[EXTRACTED TEXT Boundary: Start]

Globe-hopping alien throw-downs are a large part of the game, but effectively managing your base and budget is critical and will help you bring your troops back home alive. Your budget for the XCOM project comes from the nations of planet Earth, and you have to make sure to keep them safe from alien attacks or they will walk away from the project with your much needed funding.


When the games begins, you choose the continent where the XCOM base will be located, with each location offering a unique bonus. For instance, a base located in North America will give you access to cheaper aircraft and lower upkeep costs. These continent bonuses help add depth and welcome replayability options. The base is displayed in a clever art style and gives you a glimpse into the inner workings of the XCOM project.

[EXTRACTED TEXT Boundary: End]
[INFORMATION PROVIDED Boundary: Start]

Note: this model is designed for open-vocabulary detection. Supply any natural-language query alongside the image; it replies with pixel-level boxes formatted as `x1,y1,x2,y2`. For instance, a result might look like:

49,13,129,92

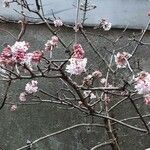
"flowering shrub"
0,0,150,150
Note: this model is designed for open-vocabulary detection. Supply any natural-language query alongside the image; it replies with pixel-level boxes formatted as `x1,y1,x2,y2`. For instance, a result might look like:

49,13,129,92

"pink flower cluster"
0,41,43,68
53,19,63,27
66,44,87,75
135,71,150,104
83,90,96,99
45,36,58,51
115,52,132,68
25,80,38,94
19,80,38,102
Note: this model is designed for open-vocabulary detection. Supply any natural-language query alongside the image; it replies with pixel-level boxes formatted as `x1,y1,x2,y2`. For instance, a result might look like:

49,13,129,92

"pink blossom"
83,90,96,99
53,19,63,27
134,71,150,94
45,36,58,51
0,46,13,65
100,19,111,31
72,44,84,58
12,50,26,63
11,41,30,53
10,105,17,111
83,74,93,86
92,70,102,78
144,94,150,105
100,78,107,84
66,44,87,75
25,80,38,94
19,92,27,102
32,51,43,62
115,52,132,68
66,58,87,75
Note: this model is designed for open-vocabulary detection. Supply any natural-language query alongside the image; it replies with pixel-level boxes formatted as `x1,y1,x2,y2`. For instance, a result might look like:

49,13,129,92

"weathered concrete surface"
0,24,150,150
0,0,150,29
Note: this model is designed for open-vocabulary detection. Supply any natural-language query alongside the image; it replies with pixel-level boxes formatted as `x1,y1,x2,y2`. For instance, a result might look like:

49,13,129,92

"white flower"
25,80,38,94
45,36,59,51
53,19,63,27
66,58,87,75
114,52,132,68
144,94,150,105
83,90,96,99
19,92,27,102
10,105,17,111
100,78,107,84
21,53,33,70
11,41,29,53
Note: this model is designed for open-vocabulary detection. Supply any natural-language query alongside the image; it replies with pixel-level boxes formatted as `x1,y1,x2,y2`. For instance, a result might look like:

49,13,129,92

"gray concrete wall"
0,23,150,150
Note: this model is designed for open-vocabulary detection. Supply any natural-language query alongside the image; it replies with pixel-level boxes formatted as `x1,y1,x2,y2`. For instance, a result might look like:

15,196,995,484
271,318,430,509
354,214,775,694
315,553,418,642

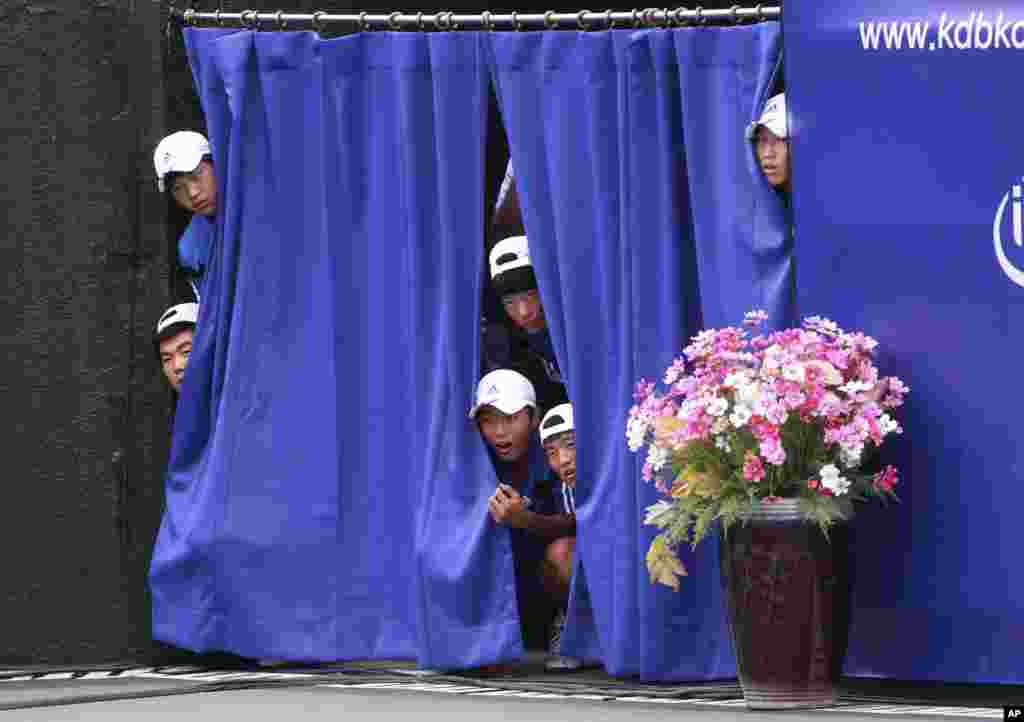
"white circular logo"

[INFORMATION PROVIDED Boundary: End]
[INFORMATION PROVIDED Boundary: Start]

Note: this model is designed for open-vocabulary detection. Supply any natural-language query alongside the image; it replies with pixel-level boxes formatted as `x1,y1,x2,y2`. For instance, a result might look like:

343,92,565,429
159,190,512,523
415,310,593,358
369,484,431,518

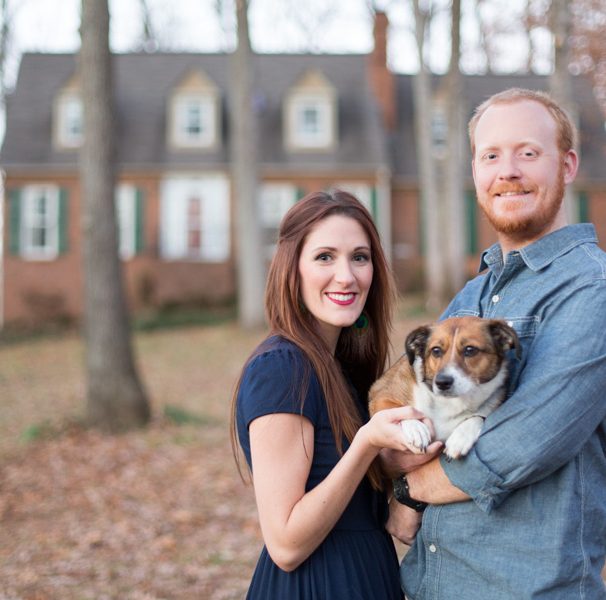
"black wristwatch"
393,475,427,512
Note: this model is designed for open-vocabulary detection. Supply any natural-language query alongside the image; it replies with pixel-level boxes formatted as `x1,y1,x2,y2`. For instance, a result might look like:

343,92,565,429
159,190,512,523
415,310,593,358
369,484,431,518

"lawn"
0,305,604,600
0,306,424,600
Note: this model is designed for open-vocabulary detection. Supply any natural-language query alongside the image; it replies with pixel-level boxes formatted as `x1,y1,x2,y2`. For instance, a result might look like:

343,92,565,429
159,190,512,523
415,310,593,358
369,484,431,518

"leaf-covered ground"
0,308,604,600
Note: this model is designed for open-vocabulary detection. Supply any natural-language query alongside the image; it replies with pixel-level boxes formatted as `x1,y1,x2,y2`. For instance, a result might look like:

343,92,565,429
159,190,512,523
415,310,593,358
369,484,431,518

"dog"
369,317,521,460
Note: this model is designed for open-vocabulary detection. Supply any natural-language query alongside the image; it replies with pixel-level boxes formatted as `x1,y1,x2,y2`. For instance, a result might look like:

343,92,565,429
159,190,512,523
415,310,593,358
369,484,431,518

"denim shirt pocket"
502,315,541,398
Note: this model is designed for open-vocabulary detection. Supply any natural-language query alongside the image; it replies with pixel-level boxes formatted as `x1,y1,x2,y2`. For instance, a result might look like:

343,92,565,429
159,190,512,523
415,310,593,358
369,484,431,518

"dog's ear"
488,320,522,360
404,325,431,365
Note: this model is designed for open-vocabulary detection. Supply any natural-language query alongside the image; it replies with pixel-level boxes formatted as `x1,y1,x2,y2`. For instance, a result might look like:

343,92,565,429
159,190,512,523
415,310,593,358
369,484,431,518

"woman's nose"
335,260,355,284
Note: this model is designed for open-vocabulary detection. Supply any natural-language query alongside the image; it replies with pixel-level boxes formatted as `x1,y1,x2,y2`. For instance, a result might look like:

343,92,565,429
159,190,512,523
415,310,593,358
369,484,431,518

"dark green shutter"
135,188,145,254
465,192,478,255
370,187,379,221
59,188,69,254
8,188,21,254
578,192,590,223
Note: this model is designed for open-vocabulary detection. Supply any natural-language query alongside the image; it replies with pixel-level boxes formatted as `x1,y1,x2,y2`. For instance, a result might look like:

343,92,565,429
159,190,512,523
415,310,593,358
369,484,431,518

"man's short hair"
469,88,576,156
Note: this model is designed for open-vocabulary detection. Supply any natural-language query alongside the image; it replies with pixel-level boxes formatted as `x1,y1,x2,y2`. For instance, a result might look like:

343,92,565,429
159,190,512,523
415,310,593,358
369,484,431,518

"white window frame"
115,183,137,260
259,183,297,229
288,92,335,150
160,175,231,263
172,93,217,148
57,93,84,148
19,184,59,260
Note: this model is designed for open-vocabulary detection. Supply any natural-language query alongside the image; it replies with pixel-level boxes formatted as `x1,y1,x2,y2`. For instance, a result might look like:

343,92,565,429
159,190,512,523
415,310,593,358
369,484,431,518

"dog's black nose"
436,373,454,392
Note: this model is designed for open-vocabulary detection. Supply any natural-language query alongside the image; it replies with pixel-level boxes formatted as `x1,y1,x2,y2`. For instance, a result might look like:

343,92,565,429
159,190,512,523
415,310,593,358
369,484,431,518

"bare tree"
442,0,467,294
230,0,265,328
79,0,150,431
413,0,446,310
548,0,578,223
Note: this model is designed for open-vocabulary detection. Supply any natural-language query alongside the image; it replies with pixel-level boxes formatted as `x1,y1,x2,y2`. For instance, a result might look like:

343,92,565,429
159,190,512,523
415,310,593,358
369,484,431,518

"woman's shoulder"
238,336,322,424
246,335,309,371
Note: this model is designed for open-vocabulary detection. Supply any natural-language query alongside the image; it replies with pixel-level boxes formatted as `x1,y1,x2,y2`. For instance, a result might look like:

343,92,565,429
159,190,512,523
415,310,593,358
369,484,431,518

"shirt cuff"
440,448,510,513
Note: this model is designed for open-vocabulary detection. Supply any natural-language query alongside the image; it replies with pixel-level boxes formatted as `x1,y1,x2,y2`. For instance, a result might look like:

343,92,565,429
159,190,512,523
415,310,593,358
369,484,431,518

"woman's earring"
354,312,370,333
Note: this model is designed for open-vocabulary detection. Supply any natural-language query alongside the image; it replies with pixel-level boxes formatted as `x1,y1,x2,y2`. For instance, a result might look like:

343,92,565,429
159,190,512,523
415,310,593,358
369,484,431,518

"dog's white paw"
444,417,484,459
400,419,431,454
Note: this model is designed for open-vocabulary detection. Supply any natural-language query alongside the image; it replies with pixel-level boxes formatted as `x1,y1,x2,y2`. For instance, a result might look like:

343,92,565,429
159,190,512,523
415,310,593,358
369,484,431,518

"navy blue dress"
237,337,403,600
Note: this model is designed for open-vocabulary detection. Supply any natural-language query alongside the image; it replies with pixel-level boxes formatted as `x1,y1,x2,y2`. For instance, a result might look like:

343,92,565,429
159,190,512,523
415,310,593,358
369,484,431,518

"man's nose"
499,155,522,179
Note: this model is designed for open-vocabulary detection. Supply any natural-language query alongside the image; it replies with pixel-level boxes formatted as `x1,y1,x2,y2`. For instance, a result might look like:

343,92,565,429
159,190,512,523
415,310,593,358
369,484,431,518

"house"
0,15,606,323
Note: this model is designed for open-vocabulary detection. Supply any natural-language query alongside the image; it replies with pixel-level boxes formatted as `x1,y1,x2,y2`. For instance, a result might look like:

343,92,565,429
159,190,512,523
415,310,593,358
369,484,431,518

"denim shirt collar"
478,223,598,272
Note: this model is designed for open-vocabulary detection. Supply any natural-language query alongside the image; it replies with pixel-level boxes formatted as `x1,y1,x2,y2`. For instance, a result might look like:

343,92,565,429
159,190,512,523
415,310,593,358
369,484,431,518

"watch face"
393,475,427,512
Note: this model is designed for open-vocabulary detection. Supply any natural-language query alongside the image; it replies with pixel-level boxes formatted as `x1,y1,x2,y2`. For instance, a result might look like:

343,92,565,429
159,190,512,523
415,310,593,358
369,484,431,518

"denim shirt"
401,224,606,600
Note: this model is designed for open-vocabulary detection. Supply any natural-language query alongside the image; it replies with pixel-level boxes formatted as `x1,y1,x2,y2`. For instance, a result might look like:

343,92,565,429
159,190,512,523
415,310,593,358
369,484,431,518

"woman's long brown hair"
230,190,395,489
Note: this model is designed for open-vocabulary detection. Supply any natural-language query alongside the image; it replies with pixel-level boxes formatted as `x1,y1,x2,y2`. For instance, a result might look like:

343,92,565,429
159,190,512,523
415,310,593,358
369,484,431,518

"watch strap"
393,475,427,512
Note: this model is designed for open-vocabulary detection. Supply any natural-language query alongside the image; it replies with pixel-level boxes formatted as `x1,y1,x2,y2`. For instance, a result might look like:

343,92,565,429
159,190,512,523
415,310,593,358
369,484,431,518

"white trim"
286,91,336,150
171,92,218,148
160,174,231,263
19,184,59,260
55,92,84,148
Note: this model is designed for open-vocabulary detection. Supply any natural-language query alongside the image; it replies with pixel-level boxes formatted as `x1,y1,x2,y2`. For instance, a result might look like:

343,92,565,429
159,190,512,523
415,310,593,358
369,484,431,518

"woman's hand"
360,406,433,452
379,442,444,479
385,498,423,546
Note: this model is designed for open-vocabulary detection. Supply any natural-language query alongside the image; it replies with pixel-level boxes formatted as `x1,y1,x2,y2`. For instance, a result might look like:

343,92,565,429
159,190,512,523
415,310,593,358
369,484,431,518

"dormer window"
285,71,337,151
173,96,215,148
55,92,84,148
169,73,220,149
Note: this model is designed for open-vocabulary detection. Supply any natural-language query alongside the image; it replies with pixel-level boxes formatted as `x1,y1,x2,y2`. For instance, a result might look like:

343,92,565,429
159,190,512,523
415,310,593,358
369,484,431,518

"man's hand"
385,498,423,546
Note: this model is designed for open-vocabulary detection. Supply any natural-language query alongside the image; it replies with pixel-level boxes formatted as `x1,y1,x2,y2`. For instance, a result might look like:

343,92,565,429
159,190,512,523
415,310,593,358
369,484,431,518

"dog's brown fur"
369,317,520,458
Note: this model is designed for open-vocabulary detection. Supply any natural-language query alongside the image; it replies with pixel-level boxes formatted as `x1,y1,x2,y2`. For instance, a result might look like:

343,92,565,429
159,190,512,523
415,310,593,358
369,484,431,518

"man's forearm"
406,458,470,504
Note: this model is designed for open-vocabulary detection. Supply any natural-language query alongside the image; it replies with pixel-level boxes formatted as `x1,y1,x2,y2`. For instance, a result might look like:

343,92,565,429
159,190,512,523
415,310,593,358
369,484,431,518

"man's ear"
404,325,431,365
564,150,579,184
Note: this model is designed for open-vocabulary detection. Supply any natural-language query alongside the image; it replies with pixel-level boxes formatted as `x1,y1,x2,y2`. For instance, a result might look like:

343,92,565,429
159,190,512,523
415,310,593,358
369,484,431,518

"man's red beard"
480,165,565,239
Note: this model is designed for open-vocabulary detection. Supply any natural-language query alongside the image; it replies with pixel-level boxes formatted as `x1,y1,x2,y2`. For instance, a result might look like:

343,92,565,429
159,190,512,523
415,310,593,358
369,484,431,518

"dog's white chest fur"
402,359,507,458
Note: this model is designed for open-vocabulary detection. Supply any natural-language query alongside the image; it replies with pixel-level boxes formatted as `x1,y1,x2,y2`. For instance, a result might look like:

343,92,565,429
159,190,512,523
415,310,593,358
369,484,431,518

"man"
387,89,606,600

[INFORMATION PROVIDED Boundary: End]

**LIST OF TASKS:**
(1) Transcribe the part of the XCOM passage between "Globe-hopping alien throw-downs" and "much needed funding.", inclusive.
(2) According to the XCOM passage, what advantages come with placing the base in North America?
(3) Take the XCOM passage further, beginning after its final sentence.

**ANSWERS TO EACH TASK:**
(1)
Globe-hopping alien throw-downs are a large part of the game, but effectively managing your base and budget is critical and will help you bring your troops back home alive. Your budget for the XCOM project comes from the nations of planet Earth, and you have to make sure to keep them safe from alien attacks or they will walk away from the project with your much needed funding.

(2) Cheaper aircraft and lower upkeep costs.

(3)
There are many areas in the base, including Research Labs, Engineering, Situation Room, Hanger, and Mission Control. From these areas you’ll guide research into alien technologies, build devastating weapons and aircraft, and deploy troops on missions. You also have access to the Barracks, where you can hire new troops, invest in training bonuses, and view the XCOM troop memorial that displays the names of your fallen comrades. Yes, you will lose troops while defending Earth, because XCOM: Enemy Unknown features (optional) permanent death for those who fall in battle. I like playing Iron Man Mode, which doesn’t allow you re-load your saves to resurrect your troops. The added stress of permadeath makes your decisions and battles feel more meaningful.

In the mission control screen, you access a global network that alerts you of alien threats. You can engage in ground battles with various mission objectives, including rescue missions, diffusing bombs, and good old search and destroy. You’ll also encounter UFOs and do battle in an air combat mini-game. However, the ground combat is the bread and butter of XCOM and where you’ll spend most of your time.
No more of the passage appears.